(To do):
Write the entries below again, precisely as they appear.

Start of Block

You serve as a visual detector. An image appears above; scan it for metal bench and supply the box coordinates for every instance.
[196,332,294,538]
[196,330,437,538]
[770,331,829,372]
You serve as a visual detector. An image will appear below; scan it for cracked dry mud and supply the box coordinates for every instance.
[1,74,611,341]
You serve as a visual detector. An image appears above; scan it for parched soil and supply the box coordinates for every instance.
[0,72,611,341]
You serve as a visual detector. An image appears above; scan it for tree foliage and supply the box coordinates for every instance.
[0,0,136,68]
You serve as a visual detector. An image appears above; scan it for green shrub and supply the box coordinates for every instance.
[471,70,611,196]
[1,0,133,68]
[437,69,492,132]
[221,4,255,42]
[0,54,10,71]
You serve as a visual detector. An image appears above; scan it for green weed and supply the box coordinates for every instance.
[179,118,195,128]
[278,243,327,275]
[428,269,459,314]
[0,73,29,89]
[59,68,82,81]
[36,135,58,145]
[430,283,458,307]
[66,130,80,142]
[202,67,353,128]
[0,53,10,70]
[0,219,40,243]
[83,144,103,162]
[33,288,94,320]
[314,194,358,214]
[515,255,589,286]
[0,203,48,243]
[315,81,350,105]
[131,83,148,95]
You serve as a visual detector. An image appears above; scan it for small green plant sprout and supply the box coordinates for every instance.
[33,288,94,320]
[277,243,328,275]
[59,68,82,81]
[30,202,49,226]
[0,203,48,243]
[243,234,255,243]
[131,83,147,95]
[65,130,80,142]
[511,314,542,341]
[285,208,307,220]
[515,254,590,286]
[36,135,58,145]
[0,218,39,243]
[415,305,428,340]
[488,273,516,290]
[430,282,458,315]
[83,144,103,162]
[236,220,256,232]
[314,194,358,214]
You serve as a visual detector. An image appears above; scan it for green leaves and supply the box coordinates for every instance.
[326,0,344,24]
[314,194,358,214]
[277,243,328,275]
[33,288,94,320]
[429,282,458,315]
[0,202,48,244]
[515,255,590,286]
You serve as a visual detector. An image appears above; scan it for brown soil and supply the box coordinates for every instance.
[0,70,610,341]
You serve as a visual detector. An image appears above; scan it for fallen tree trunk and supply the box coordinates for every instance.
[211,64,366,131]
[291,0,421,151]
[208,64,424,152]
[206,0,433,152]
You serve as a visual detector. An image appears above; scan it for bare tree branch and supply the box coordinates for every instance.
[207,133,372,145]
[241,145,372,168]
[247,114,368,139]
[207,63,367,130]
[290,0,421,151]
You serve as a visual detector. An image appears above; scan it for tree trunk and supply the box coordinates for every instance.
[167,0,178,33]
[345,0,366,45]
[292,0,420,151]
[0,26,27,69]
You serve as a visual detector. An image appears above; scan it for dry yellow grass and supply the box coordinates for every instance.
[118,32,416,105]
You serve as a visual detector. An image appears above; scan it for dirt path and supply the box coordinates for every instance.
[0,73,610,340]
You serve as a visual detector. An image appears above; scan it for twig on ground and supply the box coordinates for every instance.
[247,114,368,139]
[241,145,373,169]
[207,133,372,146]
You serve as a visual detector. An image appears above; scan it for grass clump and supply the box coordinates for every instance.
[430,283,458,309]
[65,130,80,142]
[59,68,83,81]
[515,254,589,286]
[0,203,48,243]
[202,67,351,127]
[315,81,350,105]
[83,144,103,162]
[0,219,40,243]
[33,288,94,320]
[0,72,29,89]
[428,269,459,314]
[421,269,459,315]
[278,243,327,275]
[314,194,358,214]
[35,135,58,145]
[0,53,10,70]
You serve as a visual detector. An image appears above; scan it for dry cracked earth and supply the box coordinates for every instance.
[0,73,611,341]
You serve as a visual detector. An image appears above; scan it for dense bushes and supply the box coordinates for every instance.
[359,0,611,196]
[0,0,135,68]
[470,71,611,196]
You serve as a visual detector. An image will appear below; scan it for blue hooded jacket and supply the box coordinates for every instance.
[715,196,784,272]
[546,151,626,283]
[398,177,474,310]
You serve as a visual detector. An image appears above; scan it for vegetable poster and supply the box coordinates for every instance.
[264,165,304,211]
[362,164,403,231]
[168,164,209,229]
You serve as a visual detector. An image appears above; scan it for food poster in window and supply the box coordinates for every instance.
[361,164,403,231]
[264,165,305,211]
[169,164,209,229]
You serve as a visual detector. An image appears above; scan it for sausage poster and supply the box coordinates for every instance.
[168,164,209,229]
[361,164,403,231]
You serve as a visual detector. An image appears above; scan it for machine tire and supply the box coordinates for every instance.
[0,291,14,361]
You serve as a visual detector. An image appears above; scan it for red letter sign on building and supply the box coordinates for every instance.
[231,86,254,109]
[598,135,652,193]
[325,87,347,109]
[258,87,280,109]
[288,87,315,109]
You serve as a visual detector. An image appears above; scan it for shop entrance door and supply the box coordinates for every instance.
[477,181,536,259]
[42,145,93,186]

End of Block

(Written reply):
You serve as a visual detector. An image appears above; scan it for metal bench and supply the box coordinates for every instance.
[196,332,294,538]
[196,330,437,538]
[770,331,829,372]
You serve as a visual detector. An image will appear below; scan it for cracked dry mud and supply the box coordinates for every instance.
[1,74,611,341]
You serve as a visual detector. An image appears above; scan it for parched soil and supply the box coordinates for every instance.
[0,72,611,341]
You serve as a visual detector. An image appears above; scan it for tree foliage and supply the box coordinates for every instance.
[0,0,136,68]
You serve as a visual detector. An image appears above; scan it for green shrub and supply the box coordinates for every instance.
[471,70,611,196]
[1,0,133,68]
[437,69,492,132]
[221,4,255,42]
[0,54,10,71]
You serve as a visual detector. An image appears above; scan it for green weed and supply the box coordinates for every instance.
[179,118,195,128]
[278,243,327,275]
[428,269,459,314]
[0,73,29,89]
[59,68,82,81]
[36,135,58,145]
[430,283,458,307]
[66,130,80,142]
[202,67,353,128]
[0,53,10,70]
[0,219,40,243]
[83,144,103,162]
[33,288,94,320]
[314,194,358,214]
[515,255,589,286]
[0,203,48,243]
[315,81,350,105]
[131,83,148,95]
You serve as a visual detector. An image appears above; scan it for small green plant sprout and supply the box coordinates for every instance.
[33,288,94,320]
[277,243,328,275]
[59,68,82,81]
[30,202,49,226]
[0,203,48,243]
[243,234,255,243]
[131,83,147,95]
[65,130,80,142]
[511,314,542,341]
[285,208,307,220]
[515,254,590,286]
[36,135,58,145]
[0,218,39,243]
[415,305,428,340]
[488,273,516,290]
[430,282,458,315]
[83,144,103,162]
[236,220,256,232]
[314,194,358,214]
You serve as a visual detector. An image appears above; scan it for green leaves and supply the box coordinates for every instance.
[326,0,344,24]
[314,194,358,214]
[277,243,328,275]
[33,288,94,320]
[429,282,458,315]
[0,202,48,244]
[515,255,590,286]
You serve as a visual detector. An image appears above; scan it for brown soil and supply the box coordinates for every instance.
[0,70,610,341]
You serve as a visual detector. An image appears above; scan it for fallen tree trunk and supply the box coordinates for every instance.
[211,64,366,131]
[291,0,421,151]
[208,64,424,152]
[206,0,433,152]
You serve as a visual detector. An image appears above; scan it for bare tree branch and supply the box coordinates for every instance.
[207,133,372,145]
[241,145,372,168]
[247,114,368,139]
[207,63,367,130]
[290,0,421,151]
You serve as a visual detector. An image appears above; scan it for tree trunk and supply the box coordinates for every instance.
[167,0,178,33]
[345,0,366,45]
[292,0,420,151]
[0,26,27,69]
You serve as a visual detector. An image appears above; scan it for dry yellow grass and supply the box coordinates for every instance.
[118,32,416,105]
You serve as a visual detector. An image appears above; scan it for dirt path and supply the box coordinates for every instance.
[0,73,610,340]
You serve as a visual detector. An image appears above; scan it for twig on ground and supply the box coordinates for every instance.
[247,114,368,139]
[241,145,373,169]
[207,133,372,146]
You serve as a visual detector. An image appears above; scan it for grass clump and supply the box coordinates for every instance.
[430,283,458,309]
[65,130,80,142]
[59,68,83,81]
[515,254,589,286]
[0,203,48,243]
[202,67,351,127]
[315,81,350,105]
[83,144,103,162]
[0,219,40,243]
[33,288,94,320]
[0,72,29,89]
[428,269,459,314]
[421,269,459,315]
[278,243,327,275]
[314,194,358,214]
[35,135,58,145]
[0,53,10,70]
You serve as a visual detector. An image appears above; scan it for dry cracked earth and supply the box coordinates for every instance.
[0,73,611,341]
You serve as a visual detector. An image appears above; scan it for dense bushes and supply the box coordinates for every instance.
[359,0,611,196]
[0,0,135,68]
[470,71,611,196]
You serve as a visual detector. An image will appear below; scan it for blue hooded jacket and supply the box coordinates for every instance.
[715,196,784,272]
[546,151,626,283]
[398,177,474,310]
You serve as a visual detector. An image appears above; scan it for vegetable poster and supply the box coordinates for every instance.
[264,165,304,211]
[362,164,403,231]
[168,164,209,229]
You serve as a visual detector. An image appears above; scan it for food poster in window and supply the box coordinates for every instance.
[361,164,403,231]
[264,165,305,211]
[169,164,209,229]
You serve as a visual detector. An image appears above; scan it for sausage poster and supply the box coordinates for every instance.
[168,164,209,229]
[361,164,403,231]
You serve as a visual detector. An image appears above; scan it for machine tire and supply the box coordinates for every instance.
[0,291,14,361]
You serve as a visual detector. An image appears above; scan it for red letter sign on building and supply the box coordinates for every instance.
[231,86,254,109]
[598,135,652,193]
[325,87,347,109]
[258,87,280,109]
[288,87,315,109]
You serve as a visual detector. An image appears above; scan it for shop entrance door and supply the box coordinates for every instance.
[477,181,536,259]
[42,145,93,186]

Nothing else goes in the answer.